> WHAT THE EXERCISE ASKS
Report each line below that contains the word "muddy", copying it in full. Match the letters' case exactly.

##### MATERIAL TO PROCESS #####

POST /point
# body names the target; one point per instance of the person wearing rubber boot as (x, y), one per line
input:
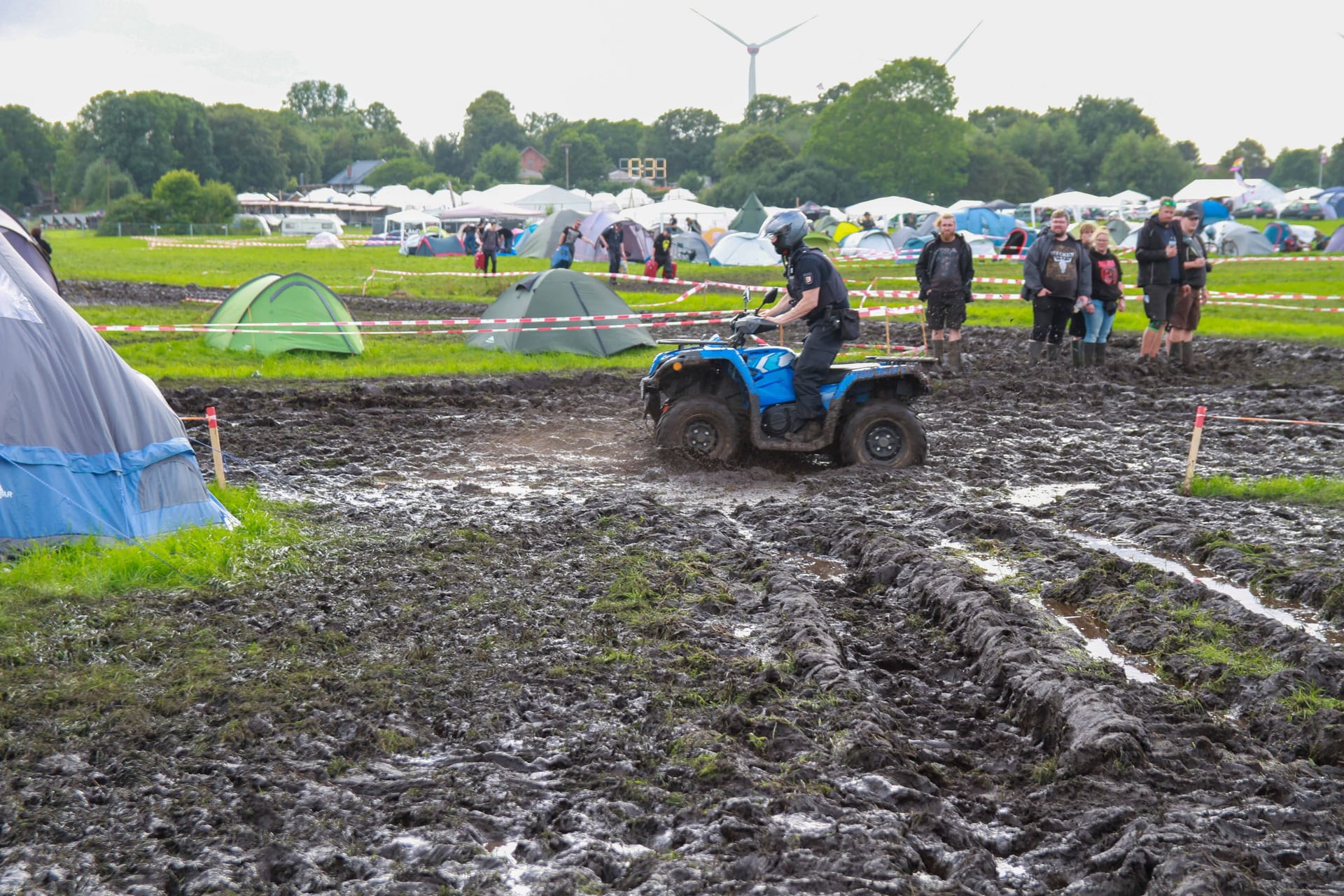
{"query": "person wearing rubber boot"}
(1194, 293)
(945, 272)
(816, 295)
(1058, 279)
(1160, 274)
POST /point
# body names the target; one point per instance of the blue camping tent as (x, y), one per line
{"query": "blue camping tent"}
(88, 445)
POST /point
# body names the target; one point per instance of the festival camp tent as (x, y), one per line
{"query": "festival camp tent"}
(433, 246)
(1233, 238)
(867, 241)
(26, 246)
(543, 241)
(88, 445)
(270, 298)
(559, 293)
(750, 216)
(690, 248)
(743, 248)
(638, 244)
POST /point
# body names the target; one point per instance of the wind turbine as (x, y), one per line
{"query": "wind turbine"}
(753, 49)
(962, 43)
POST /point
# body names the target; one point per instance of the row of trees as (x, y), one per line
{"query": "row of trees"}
(894, 132)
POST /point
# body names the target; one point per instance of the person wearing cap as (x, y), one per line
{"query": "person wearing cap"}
(1194, 292)
(1058, 281)
(1160, 273)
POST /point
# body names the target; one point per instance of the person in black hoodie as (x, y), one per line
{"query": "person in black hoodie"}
(1160, 273)
(1058, 280)
(945, 272)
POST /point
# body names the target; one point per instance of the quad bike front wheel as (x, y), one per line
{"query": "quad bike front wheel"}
(701, 426)
(883, 434)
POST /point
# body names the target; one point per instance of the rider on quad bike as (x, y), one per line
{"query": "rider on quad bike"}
(818, 295)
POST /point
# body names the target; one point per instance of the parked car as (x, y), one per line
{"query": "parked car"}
(1260, 209)
(1303, 210)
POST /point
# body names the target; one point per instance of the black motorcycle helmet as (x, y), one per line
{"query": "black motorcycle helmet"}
(785, 230)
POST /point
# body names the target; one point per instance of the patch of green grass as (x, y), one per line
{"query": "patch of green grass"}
(1322, 491)
(187, 559)
(1307, 700)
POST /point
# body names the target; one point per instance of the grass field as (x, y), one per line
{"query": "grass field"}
(182, 356)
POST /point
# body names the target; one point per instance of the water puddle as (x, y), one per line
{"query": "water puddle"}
(1032, 496)
(1091, 630)
(1294, 615)
(1094, 640)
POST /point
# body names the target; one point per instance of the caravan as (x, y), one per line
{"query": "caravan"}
(309, 225)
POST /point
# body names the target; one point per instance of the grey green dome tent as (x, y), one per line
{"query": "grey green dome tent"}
(88, 445)
(750, 216)
(559, 293)
(543, 241)
(268, 300)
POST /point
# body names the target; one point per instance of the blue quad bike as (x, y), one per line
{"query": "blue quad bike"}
(711, 398)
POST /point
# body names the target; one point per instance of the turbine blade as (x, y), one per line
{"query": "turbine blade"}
(962, 42)
(784, 33)
(720, 27)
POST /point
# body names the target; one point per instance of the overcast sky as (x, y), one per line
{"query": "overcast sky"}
(428, 61)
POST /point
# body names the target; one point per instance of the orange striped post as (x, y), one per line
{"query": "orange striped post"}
(214, 445)
(1194, 448)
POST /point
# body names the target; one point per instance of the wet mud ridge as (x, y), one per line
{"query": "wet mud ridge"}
(537, 656)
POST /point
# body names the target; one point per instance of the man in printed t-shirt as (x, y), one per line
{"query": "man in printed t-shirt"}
(1058, 277)
(945, 272)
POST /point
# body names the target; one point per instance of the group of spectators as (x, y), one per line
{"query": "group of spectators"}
(1074, 284)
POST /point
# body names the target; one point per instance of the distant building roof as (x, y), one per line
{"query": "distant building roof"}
(355, 172)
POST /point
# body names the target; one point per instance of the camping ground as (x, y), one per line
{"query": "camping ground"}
(523, 652)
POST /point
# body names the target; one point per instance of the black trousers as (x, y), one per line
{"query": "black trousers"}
(819, 354)
(1050, 315)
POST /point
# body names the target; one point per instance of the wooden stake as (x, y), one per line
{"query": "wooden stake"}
(1194, 448)
(214, 445)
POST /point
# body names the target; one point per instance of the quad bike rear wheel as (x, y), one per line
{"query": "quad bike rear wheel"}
(885, 434)
(701, 426)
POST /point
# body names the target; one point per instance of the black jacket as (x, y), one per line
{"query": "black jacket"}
(1151, 251)
(967, 264)
(1035, 265)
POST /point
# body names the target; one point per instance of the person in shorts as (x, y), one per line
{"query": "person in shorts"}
(945, 272)
(1160, 273)
(1194, 292)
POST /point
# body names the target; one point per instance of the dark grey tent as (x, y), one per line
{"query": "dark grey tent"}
(542, 242)
(750, 216)
(690, 248)
(559, 293)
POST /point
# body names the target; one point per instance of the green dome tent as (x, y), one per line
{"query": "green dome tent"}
(292, 298)
(559, 293)
(750, 216)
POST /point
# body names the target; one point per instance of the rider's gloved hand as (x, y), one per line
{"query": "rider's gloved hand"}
(750, 324)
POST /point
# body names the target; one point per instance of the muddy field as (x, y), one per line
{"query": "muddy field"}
(566, 663)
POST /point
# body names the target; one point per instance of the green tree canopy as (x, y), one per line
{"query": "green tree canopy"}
(897, 132)
(1149, 164)
(1252, 152)
(489, 122)
(312, 99)
(685, 137)
(401, 169)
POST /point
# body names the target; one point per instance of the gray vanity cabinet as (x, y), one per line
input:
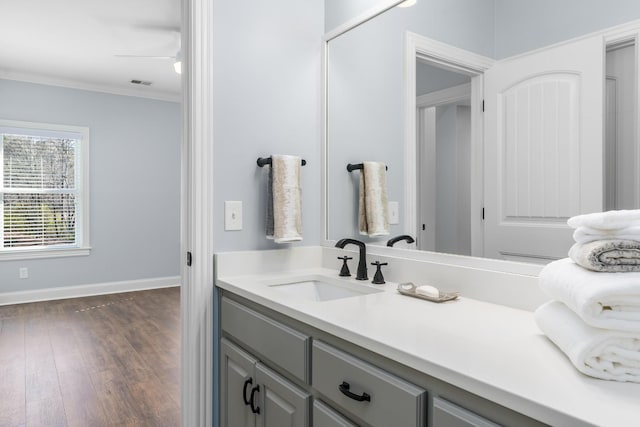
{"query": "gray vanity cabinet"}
(281, 403)
(252, 395)
(447, 414)
(237, 379)
(279, 372)
(378, 397)
(324, 416)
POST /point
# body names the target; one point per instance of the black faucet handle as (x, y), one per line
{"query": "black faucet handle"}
(344, 271)
(378, 279)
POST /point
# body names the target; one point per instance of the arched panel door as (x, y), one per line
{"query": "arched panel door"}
(543, 149)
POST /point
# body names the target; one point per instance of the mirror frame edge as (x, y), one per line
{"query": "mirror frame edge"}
(412, 47)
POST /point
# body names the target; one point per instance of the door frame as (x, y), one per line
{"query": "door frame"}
(198, 407)
(417, 47)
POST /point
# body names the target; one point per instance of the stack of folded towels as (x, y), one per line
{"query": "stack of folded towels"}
(595, 316)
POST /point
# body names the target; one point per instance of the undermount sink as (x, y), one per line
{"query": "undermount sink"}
(316, 289)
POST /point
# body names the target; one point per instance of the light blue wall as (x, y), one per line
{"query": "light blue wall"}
(267, 101)
(134, 185)
(337, 12)
(522, 25)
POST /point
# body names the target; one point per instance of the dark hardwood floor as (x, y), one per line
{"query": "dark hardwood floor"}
(109, 360)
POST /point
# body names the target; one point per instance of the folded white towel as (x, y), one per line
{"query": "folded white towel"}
(609, 220)
(286, 209)
(602, 300)
(588, 234)
(615, 256)
(600, 353)
(372, 201)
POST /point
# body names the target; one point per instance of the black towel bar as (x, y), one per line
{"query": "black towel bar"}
(351, 167)
(267, 161)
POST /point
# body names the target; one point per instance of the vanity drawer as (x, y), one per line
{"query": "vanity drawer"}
(376, 396)
(447, 414)
(273, 341)
(324, 416)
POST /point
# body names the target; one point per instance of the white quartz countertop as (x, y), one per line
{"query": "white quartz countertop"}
(493, 351)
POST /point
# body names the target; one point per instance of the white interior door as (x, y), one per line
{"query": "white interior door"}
(543, 148)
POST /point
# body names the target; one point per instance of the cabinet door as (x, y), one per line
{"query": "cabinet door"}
(324, 416)
(237, 380)
(282, 404)
(446, 414)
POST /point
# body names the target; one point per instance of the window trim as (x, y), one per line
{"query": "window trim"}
(83, 247)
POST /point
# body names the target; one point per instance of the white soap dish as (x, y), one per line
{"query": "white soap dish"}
(409, 289)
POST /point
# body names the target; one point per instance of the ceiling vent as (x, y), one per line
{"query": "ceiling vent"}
(140, 82)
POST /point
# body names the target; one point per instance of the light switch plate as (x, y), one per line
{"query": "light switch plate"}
(394, 215)
(232, 215)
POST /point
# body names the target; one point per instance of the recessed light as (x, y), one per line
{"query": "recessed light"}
(140, 82)
(407, 3)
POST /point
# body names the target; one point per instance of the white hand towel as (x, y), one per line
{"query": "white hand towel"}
(287, 198)
(602, 300)
(588, 234)
(615, 256)
(609, 220)
(372, 201)
(600, 353)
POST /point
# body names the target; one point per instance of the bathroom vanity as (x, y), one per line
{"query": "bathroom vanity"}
(294, 351)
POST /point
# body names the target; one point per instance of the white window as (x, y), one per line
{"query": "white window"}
(44, 190)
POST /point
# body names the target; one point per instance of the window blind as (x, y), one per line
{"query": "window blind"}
(39, 190)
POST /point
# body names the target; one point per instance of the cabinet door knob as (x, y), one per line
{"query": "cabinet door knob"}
(254, 409)
(344, 389)
(247, 383)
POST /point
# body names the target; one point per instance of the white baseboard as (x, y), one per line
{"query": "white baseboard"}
(87, 290)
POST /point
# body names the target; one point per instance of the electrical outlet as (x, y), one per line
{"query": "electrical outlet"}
(394, 216)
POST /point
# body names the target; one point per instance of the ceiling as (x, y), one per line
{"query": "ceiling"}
(76, 42)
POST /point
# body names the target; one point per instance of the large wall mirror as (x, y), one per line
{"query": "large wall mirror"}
(497, 120)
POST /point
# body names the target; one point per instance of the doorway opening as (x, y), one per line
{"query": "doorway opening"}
(621, 167)
(443, 134)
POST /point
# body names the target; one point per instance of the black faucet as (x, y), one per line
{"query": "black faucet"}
(362, 262)
(396, 239)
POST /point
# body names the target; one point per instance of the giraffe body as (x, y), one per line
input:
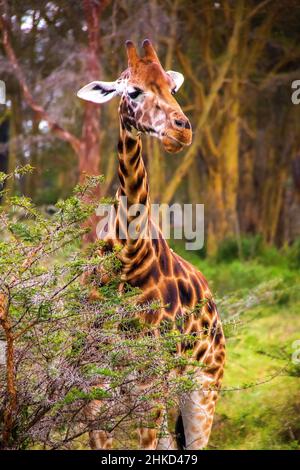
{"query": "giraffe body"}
(147, 261)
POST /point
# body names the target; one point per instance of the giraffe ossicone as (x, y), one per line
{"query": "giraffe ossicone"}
(147, 106)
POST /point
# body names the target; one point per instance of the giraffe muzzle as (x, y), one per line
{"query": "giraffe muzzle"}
(178, 136)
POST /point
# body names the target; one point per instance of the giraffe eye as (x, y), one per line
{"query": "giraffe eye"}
(134, 94)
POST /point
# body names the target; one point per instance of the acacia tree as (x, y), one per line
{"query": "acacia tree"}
(86, 147)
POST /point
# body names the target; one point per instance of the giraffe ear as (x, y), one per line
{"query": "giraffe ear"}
(98, 92)
(177, 78)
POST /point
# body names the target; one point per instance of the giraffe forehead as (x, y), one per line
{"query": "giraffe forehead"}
(149, 76)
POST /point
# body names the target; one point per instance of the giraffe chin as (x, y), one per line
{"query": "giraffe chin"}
(172, 145)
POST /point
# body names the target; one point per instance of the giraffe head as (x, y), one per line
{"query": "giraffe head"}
(147, 103)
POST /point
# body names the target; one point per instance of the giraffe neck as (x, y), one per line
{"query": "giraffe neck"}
(133, 191)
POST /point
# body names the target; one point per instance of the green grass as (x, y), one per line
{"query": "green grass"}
(265, 415)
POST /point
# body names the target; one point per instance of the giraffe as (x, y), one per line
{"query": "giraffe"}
(147, 106)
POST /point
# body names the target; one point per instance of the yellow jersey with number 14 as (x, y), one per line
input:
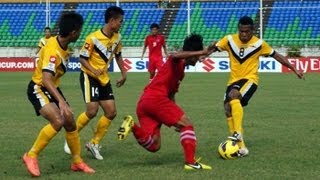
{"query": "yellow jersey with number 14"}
(244, 58)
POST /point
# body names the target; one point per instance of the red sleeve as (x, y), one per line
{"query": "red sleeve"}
(163, 41)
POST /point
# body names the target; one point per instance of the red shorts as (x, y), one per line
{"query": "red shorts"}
(152, 112)
(155, 64)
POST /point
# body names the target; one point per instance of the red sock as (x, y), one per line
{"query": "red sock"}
(189, 142)
(144, 139)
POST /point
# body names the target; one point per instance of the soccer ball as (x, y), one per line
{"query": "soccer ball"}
(228, 149)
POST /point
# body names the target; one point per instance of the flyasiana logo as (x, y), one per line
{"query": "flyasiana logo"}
(52, 59)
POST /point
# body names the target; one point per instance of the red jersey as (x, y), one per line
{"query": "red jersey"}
(155, 44)
(167, 80)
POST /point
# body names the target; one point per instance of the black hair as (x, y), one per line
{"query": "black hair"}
(154, 25)
(193, 42)
(70, 22)
(47, 28)
(113, 12)
(245, 20)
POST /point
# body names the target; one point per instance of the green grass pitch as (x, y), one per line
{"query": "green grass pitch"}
(281, 131)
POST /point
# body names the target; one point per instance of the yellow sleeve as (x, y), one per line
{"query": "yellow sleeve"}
(87, 48)
(266, 50)
(222, 45)
(41, 43)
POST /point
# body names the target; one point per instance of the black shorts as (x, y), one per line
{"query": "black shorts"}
(93, 91)
(39, 96)
(245, 87)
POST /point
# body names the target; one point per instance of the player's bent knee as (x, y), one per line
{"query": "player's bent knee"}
(154, 148)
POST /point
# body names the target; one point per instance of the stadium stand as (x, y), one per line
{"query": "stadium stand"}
(292, 22)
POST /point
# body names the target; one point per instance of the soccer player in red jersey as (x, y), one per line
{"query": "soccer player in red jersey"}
(155, 42)
(157, 105)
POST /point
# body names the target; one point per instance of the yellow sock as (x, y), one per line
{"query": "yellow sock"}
(237, 114)
(230, 125)
(73, 141)
(241, 143)
(82, 121)
(43, 139)
(102, 128)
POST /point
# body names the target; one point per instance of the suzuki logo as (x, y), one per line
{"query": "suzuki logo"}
(127, 64)
(208, 65)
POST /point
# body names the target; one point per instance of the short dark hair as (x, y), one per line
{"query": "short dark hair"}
(70, 22)
(193, 42)
(154, 25)
(113, 12)
(245, 20)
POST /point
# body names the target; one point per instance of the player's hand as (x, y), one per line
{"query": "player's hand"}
(97, 72)
(300, 75)
(121, 81)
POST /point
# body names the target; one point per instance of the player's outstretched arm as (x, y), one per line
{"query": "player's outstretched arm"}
(188, 54)
(123, 77)
(283, 60)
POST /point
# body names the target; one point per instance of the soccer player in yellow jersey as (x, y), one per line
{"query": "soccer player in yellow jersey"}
(244, 50)
(48, 101)
(95, 56)
(43, 41)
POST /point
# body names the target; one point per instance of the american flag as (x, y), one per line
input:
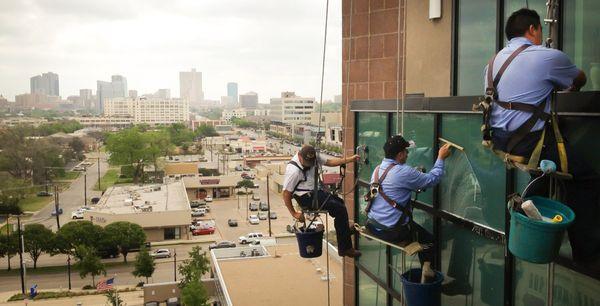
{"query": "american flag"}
(105, 284)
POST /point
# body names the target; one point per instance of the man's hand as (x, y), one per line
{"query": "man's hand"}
(444, 151)
(298, 215)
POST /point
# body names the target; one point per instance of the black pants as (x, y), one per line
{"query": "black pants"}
(412, 232)
(336, 208)
(582, 193)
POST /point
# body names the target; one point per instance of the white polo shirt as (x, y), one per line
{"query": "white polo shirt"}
(293, 175)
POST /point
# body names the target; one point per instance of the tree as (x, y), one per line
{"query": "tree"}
(74, 234)
(126, 236)
(89, 263)
(144, 264)
(194, 294)
(194, 267)
(37, 239)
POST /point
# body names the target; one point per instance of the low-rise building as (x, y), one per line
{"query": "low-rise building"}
(162, 210)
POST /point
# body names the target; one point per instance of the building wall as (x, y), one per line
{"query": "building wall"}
(429, 74)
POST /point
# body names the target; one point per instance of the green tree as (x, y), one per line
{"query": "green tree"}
(194, 267)
(144, 264)
(37, 239)
(126, 236)
(89, 263)
(74, 234)
(194, 294)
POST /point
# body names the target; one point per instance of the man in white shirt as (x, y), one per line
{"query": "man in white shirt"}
(299, 184)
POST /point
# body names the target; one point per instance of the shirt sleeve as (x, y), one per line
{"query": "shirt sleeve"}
(291, 179)
(561, 71)
(418, 180)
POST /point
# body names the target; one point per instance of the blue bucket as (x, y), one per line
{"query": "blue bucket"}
(310, 243)
(539, 241)
(417, 294)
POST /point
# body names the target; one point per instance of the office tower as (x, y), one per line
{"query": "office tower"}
(190, 87)
(249, 100)
(232, 91)
(47, 83)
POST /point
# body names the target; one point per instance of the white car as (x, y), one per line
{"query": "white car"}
(161, 253)
(251, 238)
(253, 219)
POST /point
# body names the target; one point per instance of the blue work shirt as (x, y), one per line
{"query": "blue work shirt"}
(530, 78)
(398, 186)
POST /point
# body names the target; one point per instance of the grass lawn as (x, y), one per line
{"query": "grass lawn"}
(109, 179)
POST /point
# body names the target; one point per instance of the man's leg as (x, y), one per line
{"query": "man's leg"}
(337, 210)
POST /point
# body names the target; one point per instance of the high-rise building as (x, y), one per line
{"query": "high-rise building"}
(249, 100)
(117, 87)
(232, 91)
(47, 83)
(190, 87)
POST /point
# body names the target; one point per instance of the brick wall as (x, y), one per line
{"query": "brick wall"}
(371, 54)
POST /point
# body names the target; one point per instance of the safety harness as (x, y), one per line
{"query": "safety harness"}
(537, 113)
(377, 189)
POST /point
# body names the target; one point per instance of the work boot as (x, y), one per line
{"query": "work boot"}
(352, 253)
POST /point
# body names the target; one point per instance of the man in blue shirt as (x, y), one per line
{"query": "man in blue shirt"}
(397, 182)
(530, 79)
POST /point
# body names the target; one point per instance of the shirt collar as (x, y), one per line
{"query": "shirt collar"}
(517, 41)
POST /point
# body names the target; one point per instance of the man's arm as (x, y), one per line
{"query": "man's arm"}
(341, 161)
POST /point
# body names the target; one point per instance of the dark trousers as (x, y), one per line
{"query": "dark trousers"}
(400, 233)
(336, 208)
(582, 194)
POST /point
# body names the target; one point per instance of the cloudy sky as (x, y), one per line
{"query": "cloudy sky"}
(267, 46)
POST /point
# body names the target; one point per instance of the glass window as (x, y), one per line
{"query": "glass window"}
(476, 43)
(419, 128)
(372, 132)
(475, 179)
(581, 38)
(475, 266)
(369, 293)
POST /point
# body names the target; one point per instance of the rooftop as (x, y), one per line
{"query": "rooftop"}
(146, 198)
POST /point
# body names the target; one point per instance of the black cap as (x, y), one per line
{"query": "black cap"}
(308, 154)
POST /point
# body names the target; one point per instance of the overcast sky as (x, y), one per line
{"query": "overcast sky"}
(266, 46)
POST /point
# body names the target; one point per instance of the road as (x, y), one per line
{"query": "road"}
(73, 197)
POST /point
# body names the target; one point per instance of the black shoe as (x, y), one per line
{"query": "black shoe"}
(454, 287)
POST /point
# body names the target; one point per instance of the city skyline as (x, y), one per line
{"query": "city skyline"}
(265, 46)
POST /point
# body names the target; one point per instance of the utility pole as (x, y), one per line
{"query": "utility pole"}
(21, 250)
(56, 206)
(268, 203)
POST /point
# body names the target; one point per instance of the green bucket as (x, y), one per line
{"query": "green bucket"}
(539, 241)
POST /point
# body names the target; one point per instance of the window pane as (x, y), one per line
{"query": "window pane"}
(369, 293)
(476, 43)
(476, 266)
(372, 132)
(419, 128)
(475, 179)
(581, 38)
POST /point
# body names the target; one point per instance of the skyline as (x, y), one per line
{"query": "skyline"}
(255, 46)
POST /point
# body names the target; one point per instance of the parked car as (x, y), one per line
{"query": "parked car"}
(54, 213)
(253, 207)
(253, 219)
(203, 231)
(263, 206)
(161, 253)
(251, 238)
(222, 245)
(78, 214)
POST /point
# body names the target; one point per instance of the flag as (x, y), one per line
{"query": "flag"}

#####

> SOLVED EXERCISE
# body names the target; one point per instance of the muddy field as (x, y), one per line
{"query": "muddy field"}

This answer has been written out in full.